----- Text for analysis

In an interview, Lambert said she was waiting to see what happens as more ballots are counted in the coming days. Some supporters had told her they had just returned their ballots on election day, she added.
“But the important thing is, either way, I’ve had a 27-year run representing the people of my districts,” said Lambert, referring to her tenure on both the Council and in the Legislature. “We have a legacy of serving the people.”
Upthegrove earned a third term, topping Shukri Olow, an organizer, in District 5, covering SeaTac, Des Moines and Kent. Upthegrove was leading Olow 68% to 30.5%.
Both candidates campaigned on their experience: For Upthegrove, his legislative tenure, including eight years on the County Council and 10 years in the state House, and for Olow, her experience as an immigrant, refugee and mother.
And both candidates raised a nearly identical amount, about $245,000.
Upthegrove said he’d like to find more locations in the district, which includes Renton, Kent and Des Moines, for permanent supportive housing facilities, and also increase funding to reduce a backlog in the courts and the prosecutor’s office.
In a statement Tuesday night on his Facebook page, Upthegrove thanked voters “for your strong vote of confidence.”
“I am so proud of how we came together as a community to advance a shared vision of fairness and justice and to embrace a sensible agenda of getting homeless individuals off the street and into housing, improving public safety, and getting our economy moving again,” he wrote.
“We need a ‘coalition of the reasonable’ willing to find common ground to solve these big challenges — and tonight we demonstrated this is possible.”
Olow said she wants to extend the emergency COVID-19 rental assistance beyond the end of the pandemic and proposes building 37,000 units of affordable housing.
Dunn earned a fifth term, beating Renton City Councilmember Kim-Khanh Van in the race for District 9, which covers the southeast corner of the county, from Newcastle through Enumclaw. Dunn led Van 63% to 36% in Tuesday’s vote counts.
Both District 9 and Lambert’s District 3 have traditionally leaned Republican in local elections, but have been shifting Democratic in recent years.
Dunn campaigned on bringing a “suburban and rural perspective” and increasing funding for law enforcement, while Van worked to make it clear she was the Democrat in the race and said she would focus on ensuring an equitable recovery from the pandemic.
Dunn nearly doubled her total in fundraising, raising about $330,000, to Van’s $170,000.
In a statement, Dunn said he was “grateful to the voters for their strong support tonight.
“It’s clear that the Democrat message of defunding the police and still higher taxes to support Seattle’s failed homelessness policies are not resonating well with the electorate,” Dunn added in prepared remarks.
Von Reichbauer, who’s been in elected office for nearly half a century, earned an eighth term representing South King County’s District 7, beating first-time candidate Dominique Torgerson. Von Reichbauer led 68.5% to 31% in Tuesday’s ballots.
Torgerson, who raised no money for her campaign, said she was motivated to run by a distrust of government and also said she would focus on overhauling the county permitting department, which oversees building, land use and business documents in unincorporated areas of the county.
Von Reichbauer said he would continue to focus on constituent services — being responsive to people who may have no other access to government — and on ensuring light rail arrives to Federal Way on time in 2024.
Dembowski easily earned a third term in the North King County District covering Shoreline, Lake Forest Park and Bothell. He led first-time candidate Sally Caverzan 82% to 17%.
Caverzan, who raised no money for her campaign, pushed for the creation of a county conservation corps that would pay people for environmental projects.
Dembowski said his top priorities will be choosing a new sheriff and looking for law enforcement reforms, executing the county’s homelessness response with the newly functioning Regional Homeless Authority and passing a climate bond.

----------

Problem details
Render this sentence from the election report above in Spanish: "Caverzan, who raised no money for her campaign, pushed for the creation of a county conservation corps that would pay people for environmental projects."

----- Data excerpts

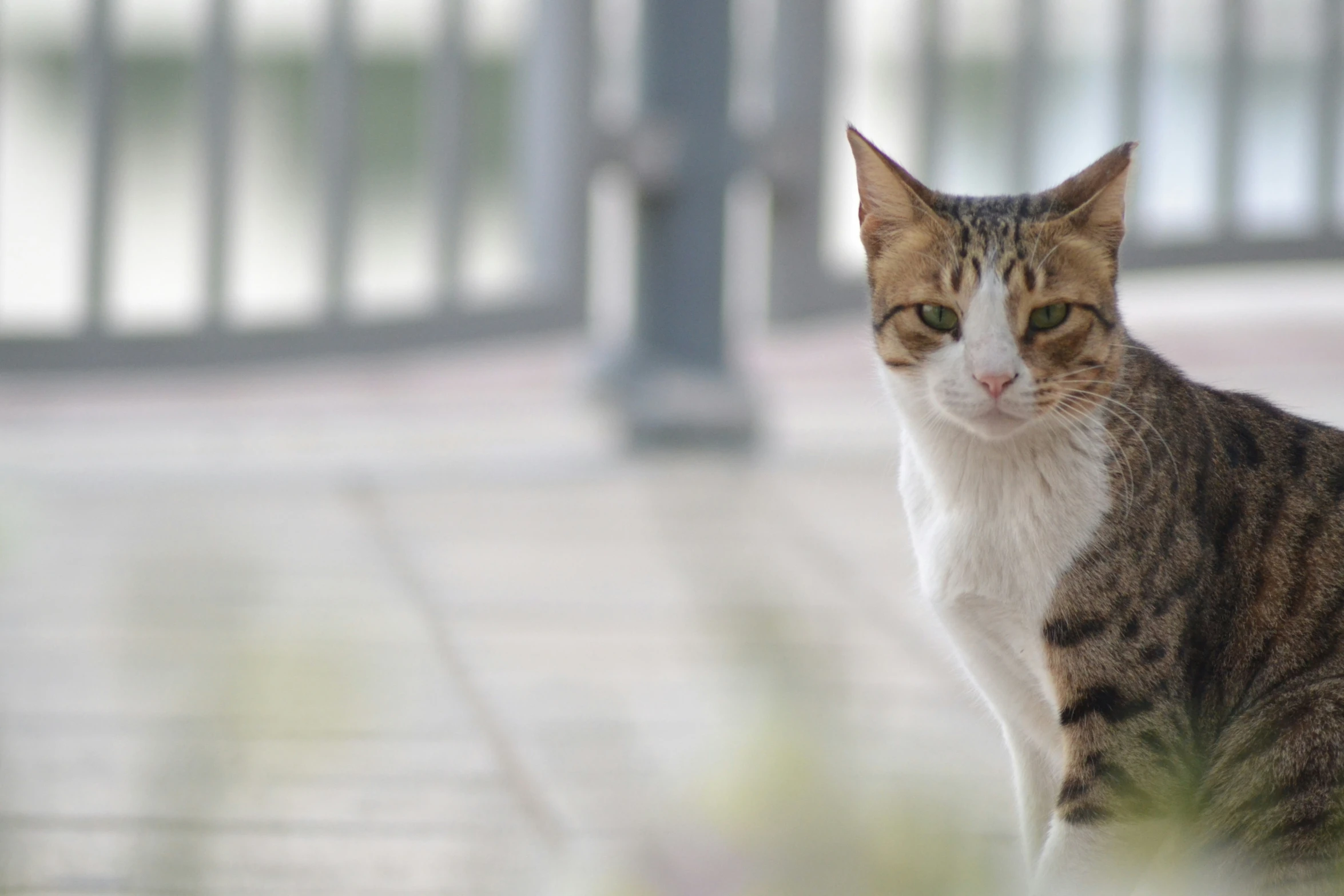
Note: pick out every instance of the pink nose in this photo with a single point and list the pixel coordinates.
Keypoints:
(996, 383)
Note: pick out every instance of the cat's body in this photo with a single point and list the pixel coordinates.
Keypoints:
(1143, 575)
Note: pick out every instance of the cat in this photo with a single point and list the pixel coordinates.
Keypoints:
(1144, 577)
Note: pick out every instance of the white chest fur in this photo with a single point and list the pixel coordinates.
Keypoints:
(995, 524)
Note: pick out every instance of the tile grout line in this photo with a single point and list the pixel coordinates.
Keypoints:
(544, 818)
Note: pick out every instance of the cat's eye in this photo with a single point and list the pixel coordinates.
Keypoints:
(1050, 316)
(940, 317)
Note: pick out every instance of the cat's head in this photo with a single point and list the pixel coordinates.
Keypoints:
(995, 313)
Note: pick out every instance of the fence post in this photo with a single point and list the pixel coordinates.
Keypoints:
(101, 83)
(678, 386)
(220, 85)
(339, 105)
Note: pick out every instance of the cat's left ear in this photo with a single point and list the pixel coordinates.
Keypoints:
(1093, 201)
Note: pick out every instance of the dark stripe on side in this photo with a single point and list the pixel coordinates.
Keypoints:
(1066, 633)
(1105, 702)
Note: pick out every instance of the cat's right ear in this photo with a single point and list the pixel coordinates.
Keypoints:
(890, 198)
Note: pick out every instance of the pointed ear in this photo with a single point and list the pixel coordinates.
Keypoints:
(1093, 201)
(890, 198)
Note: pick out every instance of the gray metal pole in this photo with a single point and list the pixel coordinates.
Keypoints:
(447, 155)
(218, 81)
(1030, 65)
(338, 129)
(100, 78)
(679, 387)
(1231, 100)
(933, 74)
(1328, 145)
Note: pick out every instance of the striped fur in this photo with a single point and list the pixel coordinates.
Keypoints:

----------

Finished exercise
Caverzan, que no recaudó dinero para su campaña, impulsó la creación de un cuerpo de conservación del condado que pagaría a las personas por proyectos ambientales.